Un site de sport, par exemple, a tout intérêt à produire un guide complet « Quelle raquette choisir selon votre niveau, âge et type de surface », plutôt qu’une simple fiche produit.
2. Structurer ses données pour les rendre lisibles par les IA
Les contenus non structurés ou pauvres en informations explicites risquent d’être ignorés. Les modèles d’IA ont besoin de données fiables, organisées, à jour. Il faut leur faciliter l’accès à l’information, comme on le ferait pour un humain dans une encyclopédie bien rangée.
Par exemple, un site de location de voitures doit préciser clairement, dans ses métadonnées et balises : les types de véhicules disponibles, les prix, les conditions, les villes couvertes, les horaires, les assurances, etc. Toutes ces informations peuvent alors être utilisées par un moteur IA pour formuler une réponse précise à un utilisateur.
3. Accepter une perte de contrôle sur les sources
L’IA va chercher les données où elle les trouve. Si votre marque n’est pas présente ou mal représentée sur certaines plateformes (forums, annuaires, sites d’avis, réseaux sociaux), vous pouvez disparaître des radars ou être mal cité.
Prenons l’exemple d’un fabricant d’alimentation pour animaux. Si les seuls contenus qui parlent de ses croquettes sont des avis mitigés sur un forum ou une vidéo YouTube d’un concurrent, l’IA s’en servira, et la marque n’aura pas voix au chapitre. Il est donc crucial de maîtriser son écosystème informationnel, au-delà de son propre site.

----------

> **Consigne A**
Les affirmations (i), (ii) et (iii) concordent-elles avec le texte fourni ? Répondez à chacune par oui ou non, avec les mots décisifs du texte cités tels quels.
(i) Les contenus non structurés risquent d'être ignorés.
(ii) L'IA se limite aux données publiées sur le site de la marque.
(iii) Les modèles d'IA ont besoin de données à jour.
> **Consigne B**
Que dit le texte fourni sur les points suivants ?
(i) Quel type de site sert d'exemple pour les informations à préciser dans les métadonnées et balises ?
(ii) Quelles plateformes sont citées entre parenthèses ?
(iii) De quel produit du fabricant d'alimentation pour animaux parlent les contenus de l'exemple ?
Les lignes forment un ensemble à part, sans lien avec le texte fourni.

> **Données fournies**
----------

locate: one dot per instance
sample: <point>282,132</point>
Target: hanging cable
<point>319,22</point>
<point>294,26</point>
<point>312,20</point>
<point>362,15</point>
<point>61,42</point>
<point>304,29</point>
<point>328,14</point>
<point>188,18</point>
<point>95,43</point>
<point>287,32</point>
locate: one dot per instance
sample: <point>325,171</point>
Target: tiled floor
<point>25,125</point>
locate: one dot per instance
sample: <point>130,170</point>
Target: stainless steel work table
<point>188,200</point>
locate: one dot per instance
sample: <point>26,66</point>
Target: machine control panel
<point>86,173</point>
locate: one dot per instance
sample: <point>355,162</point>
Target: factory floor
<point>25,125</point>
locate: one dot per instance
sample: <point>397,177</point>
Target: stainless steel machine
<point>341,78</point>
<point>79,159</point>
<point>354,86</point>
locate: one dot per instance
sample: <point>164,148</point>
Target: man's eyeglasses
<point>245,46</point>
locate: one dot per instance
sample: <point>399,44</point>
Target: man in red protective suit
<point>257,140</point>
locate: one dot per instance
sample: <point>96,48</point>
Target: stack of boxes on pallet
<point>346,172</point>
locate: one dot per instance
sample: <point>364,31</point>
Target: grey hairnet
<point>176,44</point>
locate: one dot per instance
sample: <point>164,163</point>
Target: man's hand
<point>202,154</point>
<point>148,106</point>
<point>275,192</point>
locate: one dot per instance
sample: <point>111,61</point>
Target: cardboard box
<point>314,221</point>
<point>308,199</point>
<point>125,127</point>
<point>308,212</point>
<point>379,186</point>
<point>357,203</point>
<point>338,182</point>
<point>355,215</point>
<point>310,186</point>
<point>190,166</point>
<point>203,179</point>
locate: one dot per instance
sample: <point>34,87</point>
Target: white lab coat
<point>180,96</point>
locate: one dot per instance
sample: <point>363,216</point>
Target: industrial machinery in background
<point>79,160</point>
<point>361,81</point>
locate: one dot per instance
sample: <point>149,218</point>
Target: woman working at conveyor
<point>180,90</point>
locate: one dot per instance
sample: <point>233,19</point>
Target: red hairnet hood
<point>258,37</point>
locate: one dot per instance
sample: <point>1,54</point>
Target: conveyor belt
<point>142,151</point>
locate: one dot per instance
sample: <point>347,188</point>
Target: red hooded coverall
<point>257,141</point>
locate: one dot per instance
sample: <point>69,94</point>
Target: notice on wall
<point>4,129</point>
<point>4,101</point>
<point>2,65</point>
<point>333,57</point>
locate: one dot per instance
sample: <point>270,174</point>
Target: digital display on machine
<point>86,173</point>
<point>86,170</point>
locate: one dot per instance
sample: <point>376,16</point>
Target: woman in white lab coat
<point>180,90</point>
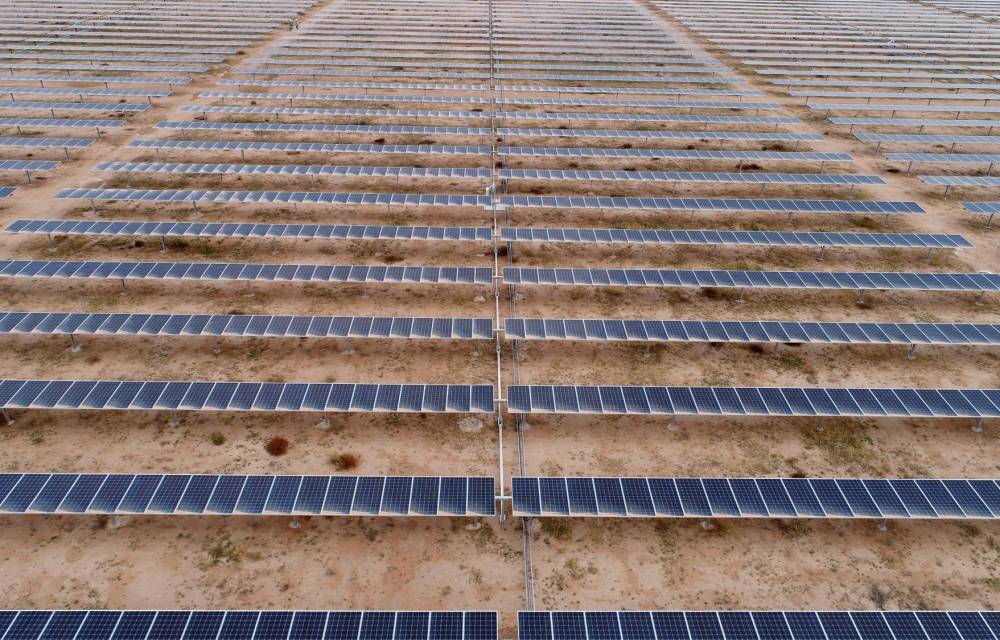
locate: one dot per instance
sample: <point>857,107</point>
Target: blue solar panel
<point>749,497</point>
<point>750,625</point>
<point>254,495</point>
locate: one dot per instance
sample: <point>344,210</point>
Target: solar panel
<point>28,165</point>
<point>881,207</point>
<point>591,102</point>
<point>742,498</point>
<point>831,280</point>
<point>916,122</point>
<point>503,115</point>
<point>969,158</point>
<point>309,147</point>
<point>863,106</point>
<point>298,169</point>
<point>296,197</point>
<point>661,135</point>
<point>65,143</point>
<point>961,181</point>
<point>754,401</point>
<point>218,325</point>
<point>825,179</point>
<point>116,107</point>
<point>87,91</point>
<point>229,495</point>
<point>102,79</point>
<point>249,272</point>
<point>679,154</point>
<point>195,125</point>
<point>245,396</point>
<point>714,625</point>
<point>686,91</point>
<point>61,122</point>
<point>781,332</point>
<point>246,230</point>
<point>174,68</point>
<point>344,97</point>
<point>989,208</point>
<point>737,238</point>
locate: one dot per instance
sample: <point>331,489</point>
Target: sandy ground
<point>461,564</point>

----------

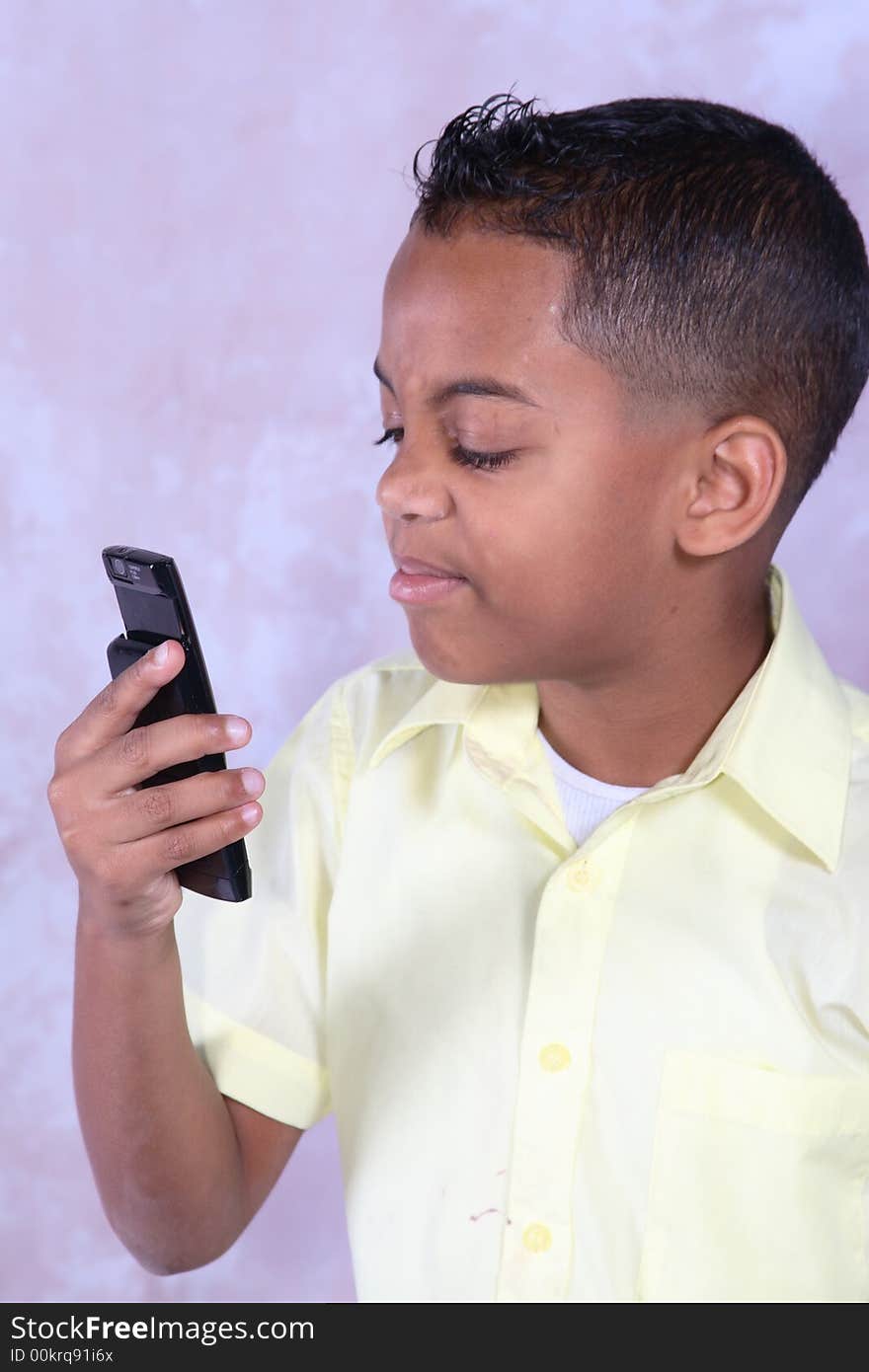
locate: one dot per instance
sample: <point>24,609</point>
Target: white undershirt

----------

> **Réponse A**
(i) Oui : « Les contenus non structurés ou pauvres en informations explicites risquent d’être ignorés. »
(ii) Non : « L’IA va chercher les données où elle les trouve. »
(iii) Oui : « Les modèles d’IA ont besoin de données fiables, organisées, à jour. »

> **Réponse B**
(i) Un site de location de voitures.
(ii) Les forums, les annuaires, les sites d’avis et les réseaux sociaux.
(iii) Ses croquettes.